[Отрывок текста]

==============================

Все усиливавшееся раздражение Чехова вскоре обратилось уже непосредственно против Боборыкина. «Театр Горевой такая чепуха! — пишет он Плещееву 14 сентября. — Сплошной нуль. Таланты, которые в нем подвизаются, такие же облезлые, как голова Боборыкина, который неделю тому назад составлял для меня почтенную величину, теперь же представляется мне просто чудаком, которого в детстве мамка ушибла. Побеседовав с ним и поглядев на дела рук его, я разочаровался, как жених, невеста которого позволила себе нечаянно издать в обществе неприличный звук» (XIV, 401).

«Отчего вы восчувствовали вдруг к Боборыкину антипатию?» — недоуменно спрашивает в ответном письме от 16 сентября Плещеев. И добавляет: «Горевский театр сам по себе, и Боборыкин сам по себе» (ГБЛ).

В этих увещеваниях не было, впрочем, особой нужды. Чехов и сам прекрасно сознавал, что нельзя отождествлять сомнительное предприятие Горевой с бескорыстным стремлением Боборыкина реализовать хотя бы в какой-то мере свои драматургические и театральные концепции. Поэтому с таким искренним удовлетворением он писал Плещееву 24 сентября: «Боборыкин ушел от Горевой и умно сделал. Человеку с такой литературной репутацией, как у него, не место в этом театре, да и не к лицу быть мишенью для насмешек и сплетен разных прохвостов и ничтожеств. Он не перестал быть для меня симпатичным; я писал вам, что он показался мне чудаком в высшей степени, и он в самом деле чудак. Его пребывание у Горевой, его «Дон-Карлосы» и «Мизантропы», разыгрываемые сапожниками, это если не шалость, то чудачество» (XIV, 405).

==============================

[Записи]
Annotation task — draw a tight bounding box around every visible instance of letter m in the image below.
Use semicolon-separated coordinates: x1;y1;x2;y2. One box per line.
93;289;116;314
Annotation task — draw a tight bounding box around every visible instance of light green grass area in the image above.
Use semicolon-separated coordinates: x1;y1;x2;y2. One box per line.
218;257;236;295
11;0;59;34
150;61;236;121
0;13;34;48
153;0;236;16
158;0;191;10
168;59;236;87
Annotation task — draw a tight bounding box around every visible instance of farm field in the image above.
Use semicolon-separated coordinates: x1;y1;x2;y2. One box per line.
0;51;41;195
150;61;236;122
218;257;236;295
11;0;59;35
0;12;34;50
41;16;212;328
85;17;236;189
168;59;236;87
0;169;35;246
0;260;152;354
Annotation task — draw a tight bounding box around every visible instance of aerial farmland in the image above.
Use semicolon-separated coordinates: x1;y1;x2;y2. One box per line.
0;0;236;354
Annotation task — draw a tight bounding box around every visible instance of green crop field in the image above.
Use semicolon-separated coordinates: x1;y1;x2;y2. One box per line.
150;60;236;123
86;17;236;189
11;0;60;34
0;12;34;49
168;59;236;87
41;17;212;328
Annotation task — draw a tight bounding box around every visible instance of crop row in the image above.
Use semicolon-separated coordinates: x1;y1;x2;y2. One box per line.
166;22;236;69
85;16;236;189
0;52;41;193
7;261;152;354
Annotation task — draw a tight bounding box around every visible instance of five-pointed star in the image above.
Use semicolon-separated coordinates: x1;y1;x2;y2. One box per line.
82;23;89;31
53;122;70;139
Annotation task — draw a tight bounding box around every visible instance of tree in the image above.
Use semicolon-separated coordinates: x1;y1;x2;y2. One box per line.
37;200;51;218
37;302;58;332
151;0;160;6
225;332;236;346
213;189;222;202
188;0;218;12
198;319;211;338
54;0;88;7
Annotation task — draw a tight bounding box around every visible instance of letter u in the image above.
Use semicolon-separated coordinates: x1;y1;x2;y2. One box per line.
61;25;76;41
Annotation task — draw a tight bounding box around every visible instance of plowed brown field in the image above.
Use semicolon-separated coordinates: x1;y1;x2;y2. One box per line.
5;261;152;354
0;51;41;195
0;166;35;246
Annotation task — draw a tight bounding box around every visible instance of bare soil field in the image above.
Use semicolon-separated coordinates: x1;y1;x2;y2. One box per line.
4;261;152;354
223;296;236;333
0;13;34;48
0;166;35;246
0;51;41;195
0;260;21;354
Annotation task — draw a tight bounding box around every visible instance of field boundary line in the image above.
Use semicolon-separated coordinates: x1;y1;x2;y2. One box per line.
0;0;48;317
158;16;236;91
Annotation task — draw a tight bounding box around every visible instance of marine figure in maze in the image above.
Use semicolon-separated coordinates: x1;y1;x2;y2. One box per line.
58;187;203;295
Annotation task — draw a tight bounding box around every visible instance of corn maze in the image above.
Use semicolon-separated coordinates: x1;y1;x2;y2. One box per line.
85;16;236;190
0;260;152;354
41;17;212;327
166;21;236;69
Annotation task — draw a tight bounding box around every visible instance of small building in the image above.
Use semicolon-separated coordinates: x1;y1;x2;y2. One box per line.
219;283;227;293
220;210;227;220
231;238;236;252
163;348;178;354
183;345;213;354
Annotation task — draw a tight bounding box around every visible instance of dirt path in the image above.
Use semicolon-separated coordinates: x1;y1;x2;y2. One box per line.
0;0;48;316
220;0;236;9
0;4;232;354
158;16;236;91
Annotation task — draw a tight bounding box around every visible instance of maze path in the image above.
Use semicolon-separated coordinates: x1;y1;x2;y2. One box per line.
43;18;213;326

==============================

[Задания]
(a) Почему, по словам Чехова в отрывке о Чехове и Боборыкине, Боборыкин поступил умно, уйдя от Горевой? Ответ дайте в одном–трёх предложениях.
(b) Перечислите все даты писем, которые упоминаются в отрывке о Чехове и Боборыкине.
Записи никак не связаны с отрывком.

[Ответы по порядку]
(a) Чехов считал, что человеку с такой литературной репутацией, как у Боборыкина, не место в театре Горевой. Кроме того, ему не к лицу быть мишенью для насмешек и сплетен разных прохвостов и ничтожеств.

(b) 14 сентября (письмо Чехова Плещееву), 16 сентября (ответное письмо Плещеева), 24 сентября (письмо Чехова Плещееву).